Most failures in multi-step agent systems trace back to mismanaged context, not model size. This repository collects concise, transferable "skills" that teach how to curate the limited attention budget—when to compress, mask, offload, or evolve skill definitions—so agents keep relevant signals and avoid lost-in-the-middle or context-poisoning failures.
What Sets It Apart
- Progressive disclosure: skills load lightweight metadata at startup and full content only when activated, reducing attention consumption and making the approach practical for long-running sessions — so what? fewer tokens wasted on idle details and more reliable task focus.
- Platform-agnostic skill spec: content and examples are vendor-neutral (Claude Code, Cursor, general plugins) with pseudocode that runs across environments — so what? teams can adopt principles without reworking provider-specific tooling.
- Operational & evaluation-first: includes evaluation modules (LLM-as-judge patterns, pairwise comparison, rubrics) and examples for production telemetry — so what? you get guidance for measuring regressions and fairness, not just prototyping.
- Architecture + examples: coverage ranges from compression and memory systems to hosted/background agents and BDI-like mental state mapping — so what? it's useful both for architecture design and for mapping concrete engineering tasks to context strategies.

* [Data records]

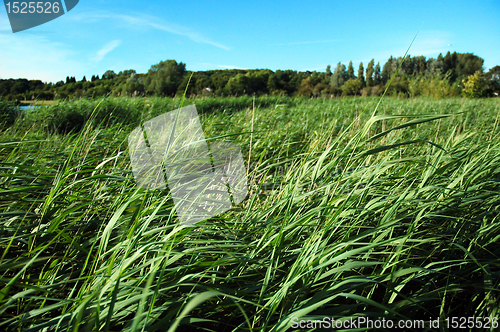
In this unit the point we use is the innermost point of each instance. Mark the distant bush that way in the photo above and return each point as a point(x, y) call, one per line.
point(8, 113)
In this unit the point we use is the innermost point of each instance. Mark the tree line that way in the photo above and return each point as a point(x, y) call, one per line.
point(453, 74)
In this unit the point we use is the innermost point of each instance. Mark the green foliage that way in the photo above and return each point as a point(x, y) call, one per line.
point(349, 212)
point(339, 76)
point(350, 72)
point(164, 78)
point(352, 87)
point(361, 76)
point(370, 79)
point(475, 86)
point(8, 113)
point(169, 78)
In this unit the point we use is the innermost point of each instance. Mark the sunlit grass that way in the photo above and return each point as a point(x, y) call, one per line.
point(401, 226)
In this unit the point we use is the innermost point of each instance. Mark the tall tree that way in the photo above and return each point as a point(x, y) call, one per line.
point(361, 75)
point(164, 78)
point(386, 70)
point(376, 75)
point(369, 73)
point(339, 76)
point(350, 71)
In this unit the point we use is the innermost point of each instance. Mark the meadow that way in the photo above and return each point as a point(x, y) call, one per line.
point(356, 208)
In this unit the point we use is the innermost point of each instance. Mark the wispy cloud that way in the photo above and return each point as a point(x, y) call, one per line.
point(32, 56)
point(152, 22)
point(211, 65)
point(156, 23)
point(309, 42)
point(106, 49)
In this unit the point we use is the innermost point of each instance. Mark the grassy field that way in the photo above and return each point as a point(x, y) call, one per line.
point(354, 210)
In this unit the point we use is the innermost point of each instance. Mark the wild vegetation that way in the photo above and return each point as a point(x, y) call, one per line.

* [Required tasks]
a: According to the opening paragraph of the text about agent context skills, what four actions do the skills teach agents when to take? List them.
b: Write the next part of the text about agent context skills, picking up after its last sentence.

* [Results for each task]
a:
- compress
- mask
- offload
- evolve skill definitions

b:
Who It's For and Trade-offs
Great fit if you design or maintain LLM-based agent systems, build multi-agent orchestration, or need repeatable evaluation frameworks. The repo is especially helpful for engineers who must squeeze value from limited context budgets and want concrete patterns rather than ad-hoc prompts.
Look elsewhere if you need a drop-in runtime, heavyweight SDK, or polished UI: the repository is instructional and example-driven (MIT-licensed) rather than a single integrated framework. It assumes familiarity with agent concepts and requires implementers to adapt pseudocode to their stack.
Where It Fits
Think of this as a skills-and-patterns playbook focused on context engineering—complementary to orchestration toolkits (LangChain-like frameworks) and model-serving platforms. Use it to inform system design, tooling decisions, and evaluation methodology rather than as a turnkey runtime.